**TRAVAIL DEMANDÉ:**
**A)** Les affirmations suivantes concordent-elles avec l'extrait d'entretien ci-dessous ? Répondez à chacune par oui ou non, en citant exactement les mots décisifs de l'extrait d'entretien.
(i) Cette 38e édition a été conçue comme une reprogrammation.
(ii) La décision prise avec le préfet a orienté l'édition vers le plein air.
(iii) L'écriture de White Out est décrite comme très narrative.
**B)** Transcrivez le passage de l'extrait d'entretien en commençant aux mots « Le public est » et en vous arrêtant après « leurs propositions ? ».

**EXTRAIT DU TEXTE:**
Nathalie Elain : C’est la deuxième 38e édition ! J’ai décidé de partir d’une page blanche. Il n’y a pas de reprogrammation, parce que c’était difficile à mettre en place. C’était aussi l’envie de prendre le temps de sentir ce qu’on allait pouvoir faire ; on l’a pensé dans un cadre normal, de continuité. La 38e version 2, la fièvre monte, il fallait attendre la rentrée, ce que l’on allait pouvoir faire, dans quelle mesure il allait falloir s’adapter etc. Donc j’ai attendu, j’ai fait attendre les équipes. Cela a été inconfortable. Quand je prenais contact avec des artistes pressentis, il y avait beaucoup d’incertitudes, de difficultés à se projeter pour tout le monde. Cette édition a été longue à faire naître. Ce qui a structuré les choses fût la décision prise avec le préfet de se dire qu’il était plus raisonnable de partir sur une édition en plein air, quasi uniquement au départ. Cela a déterminé des choses. Et après, il y avait des spectacles coup de cœur que j’étais sûre de voir à Mimos cette année, notamment le Piergiorgio Milano avec White Out, qui réunit un peu tout ce que je sens d’intéressant aujourd’hui sur la scène des arts du geste. C’est un artiste plein d’inventivité, qui fait du bien, donnant vitalité à des écritures théâtre-visuel, théâtre-physique, dans le sillage des Castellucci, des Pipo Delbono, Pina Bausch. Il y a la dimension spectaculaire dans le sens qu’il y a un niveau physique et une technicité qui emporte tout le monde, qui est très fédératrice, une écriture qui n’est pas du tout narrative, qui est très maligne, une qualité plastique de la composition qui fait pour moi que c’est une proposition qui emporte tout le monde. Ça, c’est assez réjouissant.
Le public est composé de nombreux goûts, de diversité, comment l’amener à aller à la découverte des spectacles, eux même très variés dans leurs propositions ?

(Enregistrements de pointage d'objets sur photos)
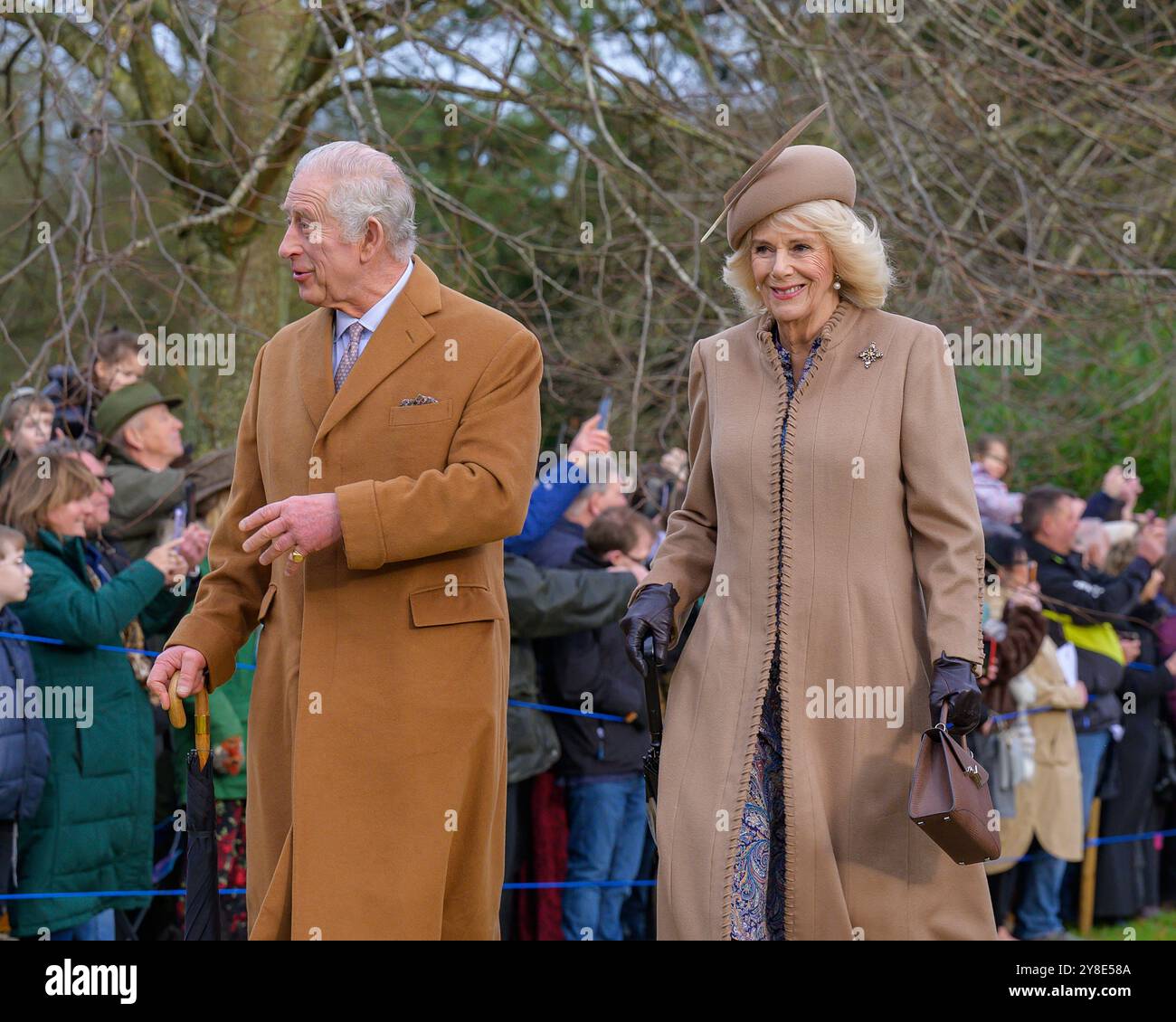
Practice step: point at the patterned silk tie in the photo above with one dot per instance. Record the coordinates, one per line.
(351, 353)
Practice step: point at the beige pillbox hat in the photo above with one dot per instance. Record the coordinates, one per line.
(786, 175)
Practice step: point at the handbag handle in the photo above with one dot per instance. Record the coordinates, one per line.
(944, 727)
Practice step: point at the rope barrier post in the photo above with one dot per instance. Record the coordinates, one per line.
(1089, 868)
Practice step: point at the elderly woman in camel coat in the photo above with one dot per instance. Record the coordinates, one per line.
(830, 524)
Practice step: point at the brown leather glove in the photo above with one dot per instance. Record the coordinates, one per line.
(953, 681)
(650, 614)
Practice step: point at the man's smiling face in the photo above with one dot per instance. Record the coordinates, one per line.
(324, 265)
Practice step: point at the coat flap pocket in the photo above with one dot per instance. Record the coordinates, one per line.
(418, 414)
(267, 600)
(436, 606)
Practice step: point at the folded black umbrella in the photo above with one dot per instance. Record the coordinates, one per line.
(651, 760)
(201, 909)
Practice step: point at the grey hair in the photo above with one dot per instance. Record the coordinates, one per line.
(365, 184)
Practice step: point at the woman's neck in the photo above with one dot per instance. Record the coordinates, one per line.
(798, 336)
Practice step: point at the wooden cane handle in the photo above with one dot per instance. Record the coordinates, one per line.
(179, 719)
(175, 713)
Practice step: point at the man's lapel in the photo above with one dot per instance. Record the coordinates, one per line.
(401, 333)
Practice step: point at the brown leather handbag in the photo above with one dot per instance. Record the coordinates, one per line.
(949, 798)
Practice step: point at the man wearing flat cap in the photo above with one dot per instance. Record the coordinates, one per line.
(830, 523)
(141, 438)
(387, 446)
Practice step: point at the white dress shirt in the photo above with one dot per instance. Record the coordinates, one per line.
(371, 320)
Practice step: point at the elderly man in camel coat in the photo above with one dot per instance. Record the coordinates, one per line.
(387, 447)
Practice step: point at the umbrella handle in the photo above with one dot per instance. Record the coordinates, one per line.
(177, 717)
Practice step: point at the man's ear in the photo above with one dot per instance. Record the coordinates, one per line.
(373, 240)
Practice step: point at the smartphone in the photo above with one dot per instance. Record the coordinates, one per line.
(604, 410)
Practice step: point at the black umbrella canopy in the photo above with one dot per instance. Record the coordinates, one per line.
(201, 911)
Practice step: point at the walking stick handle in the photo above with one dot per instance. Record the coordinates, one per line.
(179, 719)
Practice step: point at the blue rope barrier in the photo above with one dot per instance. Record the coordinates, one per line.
(102, 646)
(541, 885)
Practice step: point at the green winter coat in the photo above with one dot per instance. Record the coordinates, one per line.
(228, 714)
(545, 602)
(94, 829)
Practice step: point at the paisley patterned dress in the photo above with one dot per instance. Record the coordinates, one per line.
(757, 899)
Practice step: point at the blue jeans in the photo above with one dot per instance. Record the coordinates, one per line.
(1041, 901)
(606, 837)
(98, 928)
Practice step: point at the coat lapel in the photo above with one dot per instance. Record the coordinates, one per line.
(403, 332)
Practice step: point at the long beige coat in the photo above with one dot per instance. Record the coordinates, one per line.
(878, 508)
(376, 752)
(1049, 805)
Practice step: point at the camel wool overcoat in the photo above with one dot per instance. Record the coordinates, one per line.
(376, 755)
(882, 570)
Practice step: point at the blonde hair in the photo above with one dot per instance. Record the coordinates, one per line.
(28, 496)
(858, 254)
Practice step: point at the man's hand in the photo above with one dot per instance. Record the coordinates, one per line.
(307, 523)
(189, 662)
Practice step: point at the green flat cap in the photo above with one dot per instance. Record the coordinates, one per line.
(118, 407)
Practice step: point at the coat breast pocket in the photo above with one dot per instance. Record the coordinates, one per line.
(440, 411)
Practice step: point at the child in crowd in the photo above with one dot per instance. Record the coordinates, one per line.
(24, 743)
(989, 466)
(602, 760)
(26, 420)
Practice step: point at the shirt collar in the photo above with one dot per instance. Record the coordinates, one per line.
(375, 316)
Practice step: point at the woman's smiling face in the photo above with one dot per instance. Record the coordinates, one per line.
(792, 270)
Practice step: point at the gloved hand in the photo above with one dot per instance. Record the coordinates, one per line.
(650, 614)
(953, 681)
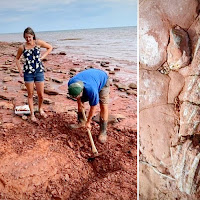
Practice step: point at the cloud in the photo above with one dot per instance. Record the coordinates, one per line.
(24, 5)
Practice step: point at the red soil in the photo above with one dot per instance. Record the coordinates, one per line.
(48, 160)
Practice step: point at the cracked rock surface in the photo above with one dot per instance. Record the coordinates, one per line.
(169, 99)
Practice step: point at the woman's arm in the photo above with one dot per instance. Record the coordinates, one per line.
(45, 45)
(19, 53)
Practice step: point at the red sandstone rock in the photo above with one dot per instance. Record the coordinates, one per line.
(178, 50)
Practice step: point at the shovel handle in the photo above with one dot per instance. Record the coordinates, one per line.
(94, 150)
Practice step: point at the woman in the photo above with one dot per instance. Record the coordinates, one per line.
(33, 70)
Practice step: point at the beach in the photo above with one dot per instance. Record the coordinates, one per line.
(48, 160)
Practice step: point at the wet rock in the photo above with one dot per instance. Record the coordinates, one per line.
(47, 101)
(8, 62)
(131, 92)
(7, 125)
(74, 63)
(189, 119)
(114, 118)
(7, 79)
(73, 70)
(104, 64)
(4, 97)
(115, 80)
(112, 72)
(153, 88)
(15, 70)
(23, 87)
(24, 117)
(132, 86)
(6, 105)
(121, 87)
(175, 85)
(48, 69)
(4, 67)
(117, 69)
(50, 91)
(5, 88)
(178, 50)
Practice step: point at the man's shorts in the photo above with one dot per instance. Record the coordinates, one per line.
(34, 77)
(104, 93)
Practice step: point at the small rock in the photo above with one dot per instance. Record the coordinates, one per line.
(24, 117)
(57, 80)
(7, 79)
(6, 105)
(111, 72)
(5, 88)
(116, 69)
(15, 70)
(115, 80)
(133, 86)
(62, 53)
(47, 101)
(50, 91)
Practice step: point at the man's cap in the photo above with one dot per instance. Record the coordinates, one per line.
(75, 89)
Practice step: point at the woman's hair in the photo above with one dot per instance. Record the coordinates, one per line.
(29, 30)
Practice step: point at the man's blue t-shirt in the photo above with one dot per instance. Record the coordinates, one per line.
(94, 80)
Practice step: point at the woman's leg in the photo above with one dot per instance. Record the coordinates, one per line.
(104, 111)
(30, 90)
(40, 93)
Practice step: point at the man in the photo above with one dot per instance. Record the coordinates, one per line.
(91, 85)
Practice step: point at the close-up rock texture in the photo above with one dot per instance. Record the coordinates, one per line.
(169, 107)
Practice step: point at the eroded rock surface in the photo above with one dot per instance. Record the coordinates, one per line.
(169, 99)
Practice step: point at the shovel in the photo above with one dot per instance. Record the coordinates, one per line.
(94, 150)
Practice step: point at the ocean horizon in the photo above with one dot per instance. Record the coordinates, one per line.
(118, 45)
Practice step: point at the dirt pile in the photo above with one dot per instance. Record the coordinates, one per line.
(52, 161)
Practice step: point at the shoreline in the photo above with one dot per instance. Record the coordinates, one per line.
(58, 69)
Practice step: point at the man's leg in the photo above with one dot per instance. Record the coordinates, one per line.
(103, 122)
(104, 100)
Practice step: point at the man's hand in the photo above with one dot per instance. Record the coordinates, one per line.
(88, 125)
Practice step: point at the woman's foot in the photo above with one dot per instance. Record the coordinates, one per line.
(33, 118)
(43, 114)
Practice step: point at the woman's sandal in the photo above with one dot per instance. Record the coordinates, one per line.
(33, 119)
(43, 114)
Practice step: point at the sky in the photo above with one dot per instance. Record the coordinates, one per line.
(53, 15)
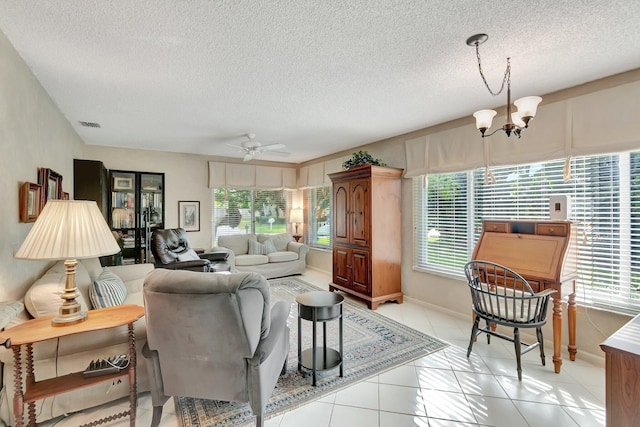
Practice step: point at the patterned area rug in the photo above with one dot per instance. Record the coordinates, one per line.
(372, 344)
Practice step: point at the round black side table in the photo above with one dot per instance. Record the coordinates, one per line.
(319, 306)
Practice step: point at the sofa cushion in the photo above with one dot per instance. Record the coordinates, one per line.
(43, 297)
(280, 240)
(265, 248)
(238, 243)
(282, 256)
(246, 260)
(188, 255)
(107, 290)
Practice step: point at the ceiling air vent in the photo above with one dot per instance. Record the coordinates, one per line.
(90, 124)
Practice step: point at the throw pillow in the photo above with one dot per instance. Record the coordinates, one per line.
(189, 255)
(265, 248)
(108, 290)
(270, 246)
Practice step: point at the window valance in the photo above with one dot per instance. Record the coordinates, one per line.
(601, 122)
(317, 174)
(251, 177)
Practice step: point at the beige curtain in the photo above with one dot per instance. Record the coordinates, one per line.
(601, 122)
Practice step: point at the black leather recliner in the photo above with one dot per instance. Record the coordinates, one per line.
(171, 250)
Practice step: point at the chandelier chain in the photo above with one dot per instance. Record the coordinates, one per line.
(507, 74)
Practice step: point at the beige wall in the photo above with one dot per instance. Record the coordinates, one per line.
(33, 134)
(593, 326)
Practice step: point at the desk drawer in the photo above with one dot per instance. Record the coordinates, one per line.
(496, 227)
(552, 229)
(535, 285)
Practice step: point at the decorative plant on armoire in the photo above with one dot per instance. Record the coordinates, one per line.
(362, 158)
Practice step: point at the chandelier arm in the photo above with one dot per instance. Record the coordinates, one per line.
(507, 73)
(516, 131)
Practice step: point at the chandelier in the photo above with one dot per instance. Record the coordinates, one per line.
(527, 106)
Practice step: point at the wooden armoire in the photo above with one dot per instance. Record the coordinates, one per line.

**RÉPONSES PAR TÂCHE:**
**A)**
(i) Non : « Il n’y a pas de reprogrammation »
(ii) Oui : « il était plus raisonnable de partir sur une édition en plein air »
(iii) Non : « une écriture qui n’est pas du tout narrative »

**B)**
Le public est composé de nombreux goûts, de diversité, comment l’amener à aller à la découverte des spectacles, eux même très variés dans leurs propositions ?